작업 요청 1
발췌문에서 "미국 노스웨스턴대 파인버그의대" 부분에서 시작해 "보호해주는 미세 구조다." 부분 다음에서 끝나는 구간을 한 글자도 바꾸지 말고 돌려주세요.
작업 요청 2
발췌문에 따르면 일부 환자는 초음파 시술을 최대 몇 차례까지 받았나요?

읽을 발췌문
________________________________________

美 연구팀 “초음파로 혈액뇌장벽 일시 개방…뇌 약물 농도 4~6배 증가”

미국 연구팀이 효과적인 치료법이 없어 최악의 뇌암으로 불리는 교모세포종 환자의 뇌에 화학 요법 치료제를 안정적으로 전달하는 임상시험에 성공했다.

뇌 [게티이미지 제공. 연합뉴스 자료사진. 재판매 및 DB 금지]

미국 노스웨스턴대 파인버그의대 애덤 소나벤드 교수팀은 3일 의학저널 ‘랜싯 종양학'(Lancet Oncology)에서 초음파 장치로 교모세포종 환자의 혈액뇌장벽(BBB)을 일시적으로 개방, 화학 항암제를 뇌 안으로 전달하는 데 성공했다고 밝혔다.

연구팀은 이번 임상 제1상 시험에서 4분간 시술로 뇌 안의 약물 농도를 4~6배 증가시킬 수 있었다며 이는 사상 처음으로 교모세포종 환자의 뇌 안에 화학요법 치료제를 안정적으로 전달한 것이라고 설명했다.

교모세포종은 가장 흔한 악성 뇌종양인 신경교종 중 대표적인 유형으로, 수술과 항암 방사선 등 표준치료를 모두 받아도 평균 생존율이 2년이 채 안 될 정도로 예후가 나쁜 뇌암이다.

교모세포종 치료의 가장 큰 장애물은 강력한 화학 요법 약물이 혈액뇌장벽을 통과해 뇌종양까지 도달하지 못한다는 점이다. 혈액뇌장벽은 혈액 속의 약물이나 해로운 물질로부터 뇌를 보호해주는 미세 구조다.

연구팀은 이 연구에서 두개골 이식형 초음파 장치와 미세기포를 사용해 혈액뇌장벽을 열고 그동안 정맥주사로 투여해온 화학요법 항암제를 뇌 중요 부위에 반복적으로 전달하는 데 성공했다.

이 시술은 환자가 깨어있는 상태에서 4분간 시행됐으며 환자는 시술 수 시간 후 귀가했다. 시술은 몇 주에 한 번씩 수개월간 계속됐고 일부 환자는 최대 6차례까지 이 시술을 받았다고 연구팀은 밝혔다.

임상시험에 참여한 환자들은 종양 절제 수술과 초음파 장치 이식 후 수주일 내에 초음파 시술과 화학항암제 투여 치료를 시작했다.

________________________________________

제공 정보
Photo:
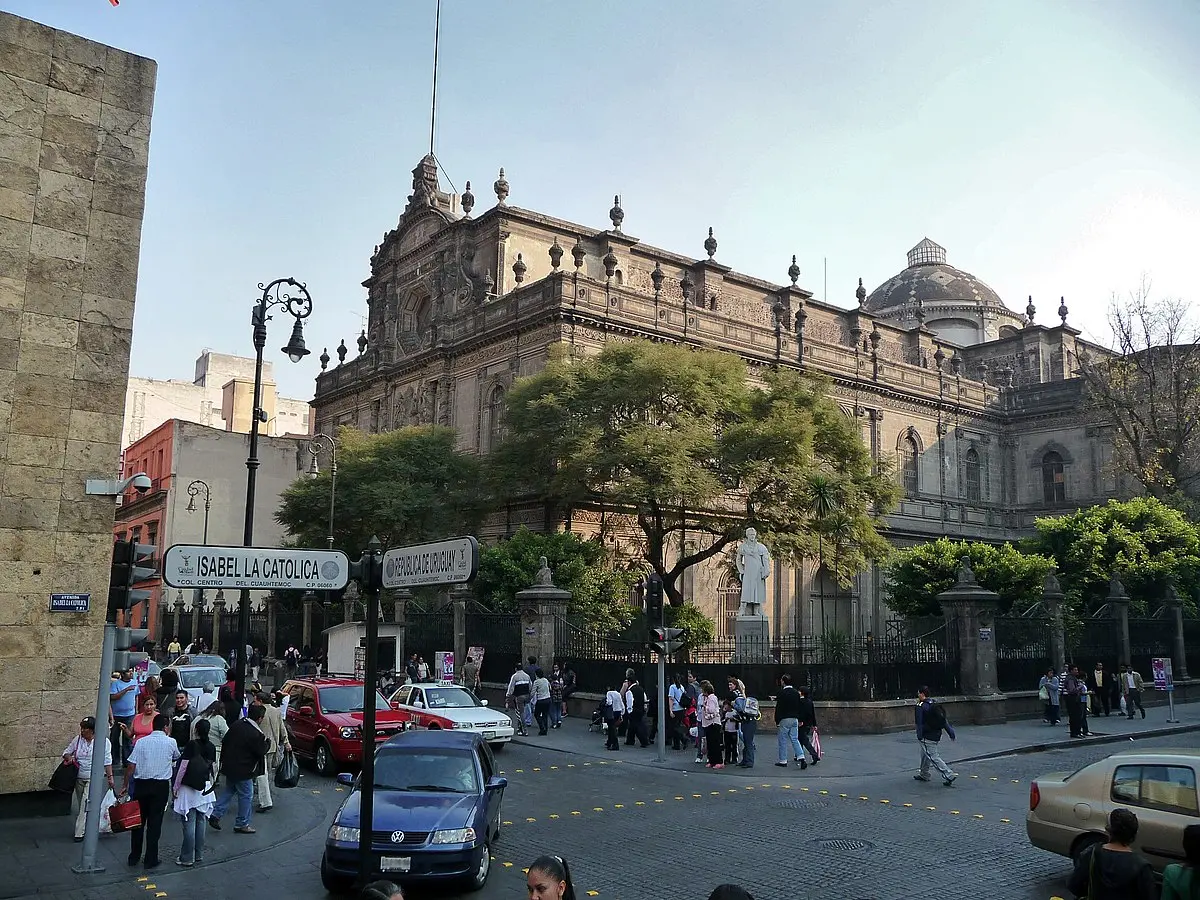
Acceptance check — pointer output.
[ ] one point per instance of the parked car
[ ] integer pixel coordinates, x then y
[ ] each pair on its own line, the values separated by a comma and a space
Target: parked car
324, 720
448, 706
437, 813
1068, 811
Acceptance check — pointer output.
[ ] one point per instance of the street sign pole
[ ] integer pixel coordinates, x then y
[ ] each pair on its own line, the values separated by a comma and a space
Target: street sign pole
97, 787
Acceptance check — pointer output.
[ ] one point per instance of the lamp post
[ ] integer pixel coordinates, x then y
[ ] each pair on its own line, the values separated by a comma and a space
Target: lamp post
315, 449
299, 306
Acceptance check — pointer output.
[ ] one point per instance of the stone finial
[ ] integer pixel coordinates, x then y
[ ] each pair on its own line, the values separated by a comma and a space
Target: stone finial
966, 574
617, 215
502, 189
610, 263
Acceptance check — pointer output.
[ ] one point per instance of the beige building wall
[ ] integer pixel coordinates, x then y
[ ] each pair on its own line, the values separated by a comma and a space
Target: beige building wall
75, 132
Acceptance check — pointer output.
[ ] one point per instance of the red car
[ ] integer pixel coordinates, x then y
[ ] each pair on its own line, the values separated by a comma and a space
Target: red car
324, 721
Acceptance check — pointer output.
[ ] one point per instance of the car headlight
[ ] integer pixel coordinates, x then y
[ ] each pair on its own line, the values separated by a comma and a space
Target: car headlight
342, 834
454, 835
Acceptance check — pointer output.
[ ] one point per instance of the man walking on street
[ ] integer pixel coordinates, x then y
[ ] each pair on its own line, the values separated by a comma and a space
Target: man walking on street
930, 725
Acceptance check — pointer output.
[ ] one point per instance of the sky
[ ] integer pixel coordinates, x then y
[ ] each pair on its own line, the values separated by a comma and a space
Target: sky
1051, 148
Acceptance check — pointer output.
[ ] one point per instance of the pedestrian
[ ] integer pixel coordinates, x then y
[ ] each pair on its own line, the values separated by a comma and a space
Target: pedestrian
930, 724
1132, 687
1048, 691
149, 773
78, 754
1114, 870
241, 760
1181, 881
550, 879
193, 792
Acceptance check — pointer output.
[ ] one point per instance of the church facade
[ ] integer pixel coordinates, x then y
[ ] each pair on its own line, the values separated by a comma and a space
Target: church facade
976, 405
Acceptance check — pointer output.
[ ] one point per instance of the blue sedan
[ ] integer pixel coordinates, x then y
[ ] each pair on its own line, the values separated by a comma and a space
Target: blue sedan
437, 813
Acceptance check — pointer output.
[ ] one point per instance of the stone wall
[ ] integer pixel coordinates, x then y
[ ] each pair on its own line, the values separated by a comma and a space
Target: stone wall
75, 132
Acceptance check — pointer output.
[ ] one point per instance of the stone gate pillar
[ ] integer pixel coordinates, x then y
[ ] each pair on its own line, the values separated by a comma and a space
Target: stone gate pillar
540, 606
1053, 598
1119, 609
971, 610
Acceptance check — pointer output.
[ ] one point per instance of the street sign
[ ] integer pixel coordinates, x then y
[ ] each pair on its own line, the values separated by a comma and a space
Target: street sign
451, 562
255, 568
70, 603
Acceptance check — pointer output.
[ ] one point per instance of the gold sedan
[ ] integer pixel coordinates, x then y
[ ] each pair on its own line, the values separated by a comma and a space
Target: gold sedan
1068, 811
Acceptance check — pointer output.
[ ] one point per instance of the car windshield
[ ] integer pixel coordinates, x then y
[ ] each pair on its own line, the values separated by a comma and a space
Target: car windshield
431, 771
199, 677
449, 697
348, 699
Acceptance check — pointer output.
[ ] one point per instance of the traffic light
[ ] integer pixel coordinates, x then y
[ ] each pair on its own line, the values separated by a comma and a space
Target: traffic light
666, 641
654, 598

________________________________________

연습 결과 1
미국 노스웨스턴대 파인버그의대 애덤 소나벤드 교수팀은 3일 의학저널 ‘랜싯 종양학'(Lancet Oncology)에서 초음파 장치로 교모세포종 환자의 혈액뇌장벽(BBB)을 일시적으로 개방, 화학 항암제를 뇌 안으로 전달하는 데 성공했다고 밝혔다.

연구팀은 이번 임상 제1상 시험에서 4분간 시술로 뇌 안의 약물 농도를 4~6배 증가시킬 수 있었다며 이는 사상 처음으로 교모세포종 환자의 뇌 안에 화학요법 치료제를 안정적으로 전달한 것이라고 설명했다.

교모세포종은 가장 흔한 악성 뇌종양인 신경교종 중 대표적인 유형으로, 수술과 항암 방사선 등 표준치료를 모두 받아도 평균 생존율이 2년이 채 안 될 정도로 예후가 나쁜 뇌암이다.

교모세포종 치료의 가장 큰 장애물은 강력한 화학 요법 약물이 혈액뇌장벽을 통과해 뇌종양까지 도달하지 못한다는 점이다. 혈액뇌장벽은 혈액 속의 약물이나 해로운 물질로부터 뇌를 보호해주는 미세 구조다.

연습 결과 2
최대 6차례까지 받았습니다.